EXERCISE GOAL: Quote the line containing "Would you mind marking the broad" and all lines that follow it in the listing below, exactly as written.

MATERIAL:

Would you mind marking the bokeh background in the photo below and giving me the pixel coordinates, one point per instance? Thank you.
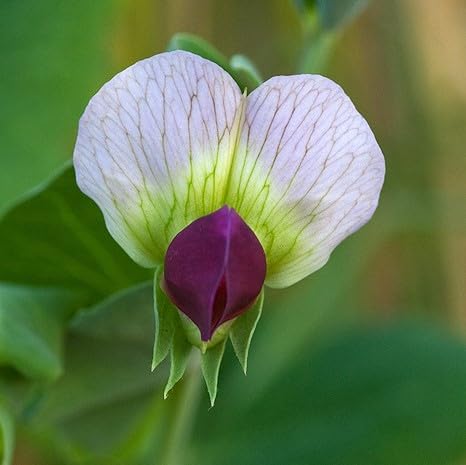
(363, 362)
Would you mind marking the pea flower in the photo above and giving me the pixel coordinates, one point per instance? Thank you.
(227, 191)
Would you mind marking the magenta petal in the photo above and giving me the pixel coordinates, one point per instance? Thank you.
(214, 269)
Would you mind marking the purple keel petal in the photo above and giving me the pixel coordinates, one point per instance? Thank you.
(214, 269)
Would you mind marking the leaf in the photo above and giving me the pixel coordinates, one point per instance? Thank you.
(389, 395)
(51, 66)
(246, 72)
(107, 403)
(165, 318)
(7, 436)
(31, 330)
(210, 364)
(56, 237)
(337, 13)
(242, 331)
(179, 356)
(240, 68)
(197, 45)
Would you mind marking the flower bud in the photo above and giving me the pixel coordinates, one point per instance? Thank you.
(214, 270)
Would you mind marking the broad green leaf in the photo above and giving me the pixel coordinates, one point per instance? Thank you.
(32, 324)
(165, 319)
(54, 57)
(242, 331)
(7, 436)
(210, 364)
(179, 356)
(56, 237)
(389, 395)
(108, 407)
(246, 71)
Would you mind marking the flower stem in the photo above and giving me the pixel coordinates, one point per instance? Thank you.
(183, 416)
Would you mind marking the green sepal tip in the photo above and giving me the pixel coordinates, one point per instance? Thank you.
(243, 328)
(210, 364)
(165, 319)
(179, 356)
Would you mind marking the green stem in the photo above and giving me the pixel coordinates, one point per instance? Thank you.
(183, 417)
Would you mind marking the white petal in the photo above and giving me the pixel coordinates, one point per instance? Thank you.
(154, 148)
(307, 173)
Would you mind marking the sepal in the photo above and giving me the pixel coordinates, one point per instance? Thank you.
(242, 331)
(165, 318)
(210, 364)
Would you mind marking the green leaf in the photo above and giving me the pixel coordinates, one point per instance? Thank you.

IN RESPONSE:
Would you mind marking the broad green leaf in the photo above and giving me the pixel coordinates, one point per instance? Thank you.
(32, 324)
(165, 319)
(54, 57)
(242, 331)
(7, 436)
(210, 364)
(179, 356)
(56, 237)
(389, 395)
(108, 407)
(246, 71)
Would you mind marking the flower stem in the photo above and giving me the pixel coordinates, one point per instance? Thank you.
(183, 416)
Would you mind marking the green sepal tip in the photo above and giving me the pixel coordinates, one point per instance? Thank you.
(243, 328)
(210, 364)
(165, 319)
(179, 356)
Would you mind marking the green stem in the photo above and giving me the pixel coordinates, one point per instance? Thank you.
(183, 417)
Would you mind marking the white petal in the photo above and giving me the pixel coordinates, one point per instance? Thank you.
(154, 148)
(307, 173)
Would you mind marking the sepal in the photo above and giving me the pixel coordinates, one point per instance? Thank you.
(242, 331)
(165, 318)
(210, 364)
Would you mind marking the green leaf in the photo above and giving me the pixel coordinates, one point per instance? Thank you.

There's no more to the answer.